● EXERCISE OBJECTIVE:
Rewrite the entries below with "this frame" changed to "this image" wherever it occurs, keeping everything else identical.

● MATERIAL:

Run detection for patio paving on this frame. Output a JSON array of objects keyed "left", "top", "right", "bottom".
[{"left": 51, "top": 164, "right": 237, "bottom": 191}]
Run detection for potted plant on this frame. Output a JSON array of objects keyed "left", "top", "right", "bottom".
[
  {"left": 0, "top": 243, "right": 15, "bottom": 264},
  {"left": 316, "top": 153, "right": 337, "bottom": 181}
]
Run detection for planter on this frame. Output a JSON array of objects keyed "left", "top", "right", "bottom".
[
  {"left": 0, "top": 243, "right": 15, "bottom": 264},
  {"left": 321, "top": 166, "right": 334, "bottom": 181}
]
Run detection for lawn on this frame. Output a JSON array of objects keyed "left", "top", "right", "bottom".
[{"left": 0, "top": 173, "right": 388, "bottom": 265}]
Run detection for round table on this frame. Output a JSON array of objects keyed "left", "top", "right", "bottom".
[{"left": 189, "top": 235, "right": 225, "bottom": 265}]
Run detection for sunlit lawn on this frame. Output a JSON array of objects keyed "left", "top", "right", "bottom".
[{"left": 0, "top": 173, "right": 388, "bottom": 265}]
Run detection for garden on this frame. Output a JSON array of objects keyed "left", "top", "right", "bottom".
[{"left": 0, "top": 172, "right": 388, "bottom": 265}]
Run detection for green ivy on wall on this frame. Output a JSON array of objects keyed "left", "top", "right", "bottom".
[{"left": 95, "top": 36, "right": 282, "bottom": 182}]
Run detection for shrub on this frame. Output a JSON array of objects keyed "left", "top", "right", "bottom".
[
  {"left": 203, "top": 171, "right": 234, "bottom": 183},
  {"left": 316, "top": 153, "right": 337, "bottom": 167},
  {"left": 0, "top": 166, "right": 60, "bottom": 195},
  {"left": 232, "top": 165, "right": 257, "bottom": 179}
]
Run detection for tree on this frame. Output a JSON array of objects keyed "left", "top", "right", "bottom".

● WRITTEN SOLUTION:
Run detection for patio paving on this image. Output a JSON array of objects keyed "left", "top", "right", "bottom".
[{"left": 51, "top": 164, "right": 237, "bottom": 191}]
Run detection for potted plant on this image. Output a JSON array of objects keyed "left", "top", "right", "bottom".
[
  {"left": 0, "top": 243, "right": 15, "bottom": 264},
  {"left": 316, "top": 153, "right": 337, "bottom": 181}
]
Run detection for planter on this image. Output a JSON array of objects keyed "left", "top", "right", "bottom".
[
  {"left": 0, "top": 243, "right": 15, "bottom": 264},
  {"left": 321, "top": 166, "right": 334, "bottom": 181}
]
Run detection for lawn on this image. Output a JSON array of objects keyed "left", "top", "right", "bottom".
[{"left": 0, "top": 173, "right": 388, "bottom": 265}]
Run detection for round table on this image. Output a JSON array of objects keyed "left", "top", "right", "bottom".
[{"left": 189, "top": 235, "right": 225, "bottom": 265}]
Run detection for sunlit lawn on this image. Output a JSON array of objects keyed "left", "top", "right", "bottom".
[{"left": 0, "top": 173, "right": 388, "bottom": 265}]
Run detection for garden on this image. Output a JSON array of objects keyed "left", "top", "right", "bottom".
[{"left": 0, "top": 172, "right": 388, "bottom": 265}]
Run detection for green ivy on wall on this image. Output a JSON array of objects keyed "left", "top", "right", "bottom".
[{"left": 95, "top": 36, "right": 282, "bottom": 182}]
Run detection for shrub on this image. Output a JSON array of objects keyed "left", "top", "right", "bottom".
[
  {"left": 203, "top": 171, "right": 234, "bottom": 183},
  {"left": 316, "top": 153, "right": 337, "bottom": 167},
  {"left": 0, "top": 166, "right": 60, "bottom": 195},
  {"left": 232, "top": 165, "right": 257, "bottom": 179}
]
Run detection for tree on this image. Output a JSON array of objects keyed "left", "top", "right", "bottom".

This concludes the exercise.